### SET OF TASKS
a: In the review thread, what does the server start doing when co_verifier differs from what it previously recorded for the identified client?
b: Please reproduce the stretch of the review thread from "Ah, this formulation" through "or the entry)?", word for word.

### EXTRACTED TEXT

Ah, this formulation (for both write-verifier and readdir) is very helpful.

[...]
> > Section 11.16.1
> >
> >    With the exception of the transport-flag field (at offset
> >    FSLI4BX_TFLAGS with the fls_info array), all of this data applies to
> >    the replica specified by the entry, rather that the specific network
> >    path used to access it.
> >
> > Is it clear that this applies only to the fields defined by this
> > specification (since, as mentioned later, future extensions must specify
> > whether they apply to the replica or the entry)?
> >
> 
> Intend to use the following replacement text:
> 
>    With the exception of the transport-flag field (at offset
>    FSLI4BX_TFLAGS with the fls_info array), all of this data defuined in

nit: s/defuined/defined/

>    this specification applies to the replica specified by the entry,
>    rather that the specific network path used to access it.  The
>    classification of data in extensions to this data is discussed
>    below

[...]
> > Section 18.35.3
> >
> > I a little bit wonder if we want to reaffirm that co_verifier remains
> > fixed when the client is establishing multiple connections for trunking
> > usage -- the "incarnation of the client" language here could make a
> > reader wonder, though I think the discussion of its use elsewhere as
> > relating to "client restart" is sufficiently clear.
> >
> 
> This should be made clearer but the clarification needs to be done multiple
> places.
> 
> Possible replacement text for eighth non-code paragraph of section 2.4:
> 
>    The first field, co_verifier, is a client incarnation verifier,
>    allowing the server to distingish successive incarnations (e.g.
>    reboots) of the same client.  The server will start the process of
>    canceling the client's leased state if co_verifier is different than
>    what the server has previously recorded for the identified client (as
>    specified in the co_ownerid field).
> 
> Likely replacement text for the seventh paragraph of this section:
> 
>    The eia_clientowner field is composed of a co_verifier field and a
>    co_ownerid string.  As noted in Section 2.4, the co_ownerid describes
>    the client, and the co_verifier is the incarnation of the client.  An
>    EXCHANGE_ID sent with a new incarnation of the client will lead to
>    the server removing lock state of the old incarnation.  Whereas an
>    EXCHANGE_ID sent with the current incarnation and co_ownerid will
>    result in an error, an update of the client ID's properties,
>    depending on the arguments to EXCHANGE_ID, or the return of
>    information about the existing client_id as might happen when this
>    opration is done to the same seerver using different network
>    addresses as part of creating trunked connections.

I think I get the general sense of what is going on here (i.e., the last
sentence) but am still uncertain on the specifics.  Namely, "most of the
time" (TM), sending EXCHANGE_ID with current incarnation/ownerid will be an
error, since it's a client bug to try to register the same way twice in a
row.  However, some times we might have to do that in order to update
properties of the client or get some new information that a server has
associated to a given client ID.  I *think* (but am not sure) that the
error case is exactly when the (same-incarnation/ownerid) EXCHANGE_ID is
done to the same *server and address* as the original EXCHANGE_ID, and that
the "update properties or get new information back" case is exactly when
the EXCHANGE_ID is done to a different server/address combination.

### INFORMATION SHOWN
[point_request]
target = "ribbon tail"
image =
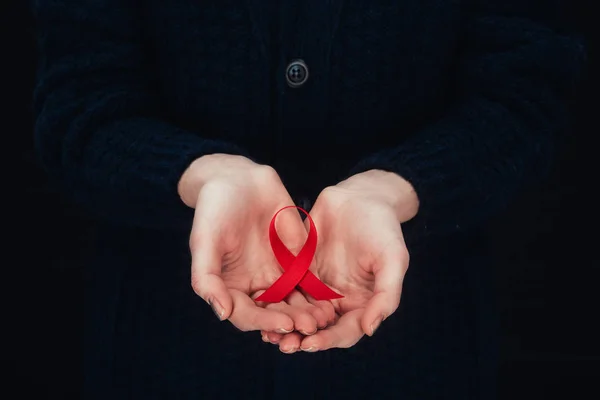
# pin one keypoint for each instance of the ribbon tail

### WORKED SOLUTIONS
a: It starts the process of canceling the client's leased state.

b:
Ah, this formulation (for both write-verifier and readdir) is very helpful.

[...]
> > Section 11.16.1
> >
> >    With the exception of the transport-flag field (at offset
> >    FSLI4BX_TFLAGS with the fls_info array), all of this data applies to
> >    the replica specified by the entry, rather that the specific network
> >    path used to access it.
> >
> > Is it clear that this applies only to the fields defined by this
> > specification (since, as mentioned later, future extensions must specify
> > whether they apply to the replica or the entry)?